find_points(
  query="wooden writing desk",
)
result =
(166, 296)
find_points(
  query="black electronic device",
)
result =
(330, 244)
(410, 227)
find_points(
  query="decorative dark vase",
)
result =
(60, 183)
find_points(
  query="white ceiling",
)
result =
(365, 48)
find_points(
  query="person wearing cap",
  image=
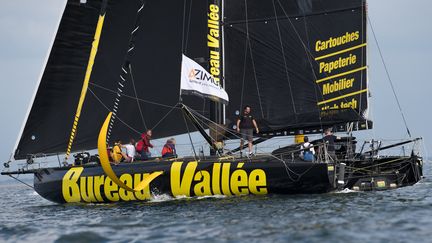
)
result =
(144, 144)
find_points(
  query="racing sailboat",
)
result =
(113, 72)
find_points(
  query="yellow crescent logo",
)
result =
(106, 166)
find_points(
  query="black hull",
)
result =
(89, 184)
(384, 173)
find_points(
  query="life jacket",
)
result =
(116, 155)
(140, 146)
(168, 150)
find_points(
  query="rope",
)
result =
(131, 97)
(252, 59)
(163, 118)
(183, 25)
(188, 27)
(190, 138)
(389, 78)
(100, 101)
(136, 96)
(285, 63)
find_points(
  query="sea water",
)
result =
(401, 215)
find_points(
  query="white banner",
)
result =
(196, 80)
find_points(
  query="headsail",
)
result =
(196, 80)
(301, 64)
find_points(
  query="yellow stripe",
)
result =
(92, 57)
(341, 74)
(340, 52)
(343, 96)
(103, 156)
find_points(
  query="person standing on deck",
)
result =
(308, 151)
(245, 125)
(144, 144)
(169, 150)
(117, 154)
(130, 150)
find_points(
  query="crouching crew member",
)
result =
(169, 151)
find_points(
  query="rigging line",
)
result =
(124, 72)
(188, 26)
(183, 25)
(136, 96)
(218, 125)
(252, 59)
(131, 97)
(285, 63)
(388, 77)
(244, 76)
(190, 138)
(106, 107)
(163, 118)
(16, 178)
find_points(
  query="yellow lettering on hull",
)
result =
(185, 179)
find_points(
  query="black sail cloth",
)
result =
(156, 64)
(299, 64)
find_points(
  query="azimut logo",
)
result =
(200, 75)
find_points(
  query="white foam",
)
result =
(346, 190)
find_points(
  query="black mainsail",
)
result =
(301, 64)
(155, 66)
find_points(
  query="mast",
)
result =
(91, 61)
(215, 46)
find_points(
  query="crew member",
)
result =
(245, 125)
(308, 151)
(130, 150)
(169, 151)
(116, 153)
(144, 144)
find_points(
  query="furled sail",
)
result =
(300, 64)
(151, 91)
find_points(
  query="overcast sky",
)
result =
(403, 28)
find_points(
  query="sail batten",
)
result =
(156, 67)
(307, 60)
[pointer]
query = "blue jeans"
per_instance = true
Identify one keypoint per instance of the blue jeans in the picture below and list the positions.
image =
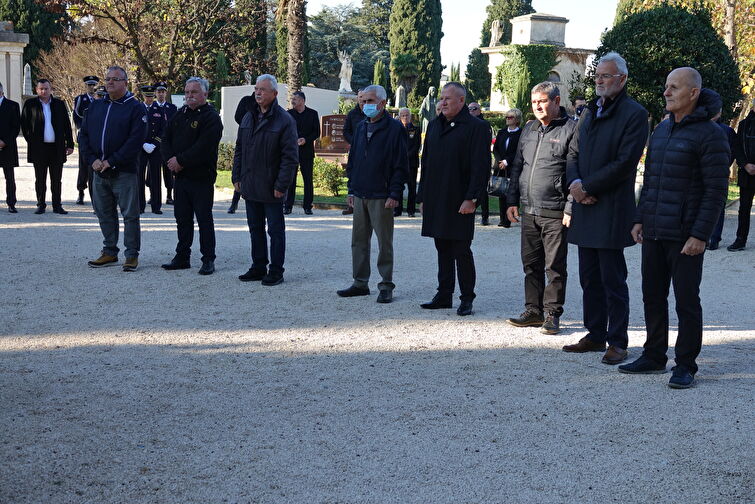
(121, 191)
(256, 215)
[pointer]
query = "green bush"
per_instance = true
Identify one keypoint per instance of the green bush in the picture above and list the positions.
(328, 175)
(225, 156)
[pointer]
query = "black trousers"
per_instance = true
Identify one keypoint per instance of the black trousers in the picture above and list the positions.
----------------
Exercise goal: Please show every line above that includes the word "member".

Answer section:
  query="crouching crew member",
  query="crew member",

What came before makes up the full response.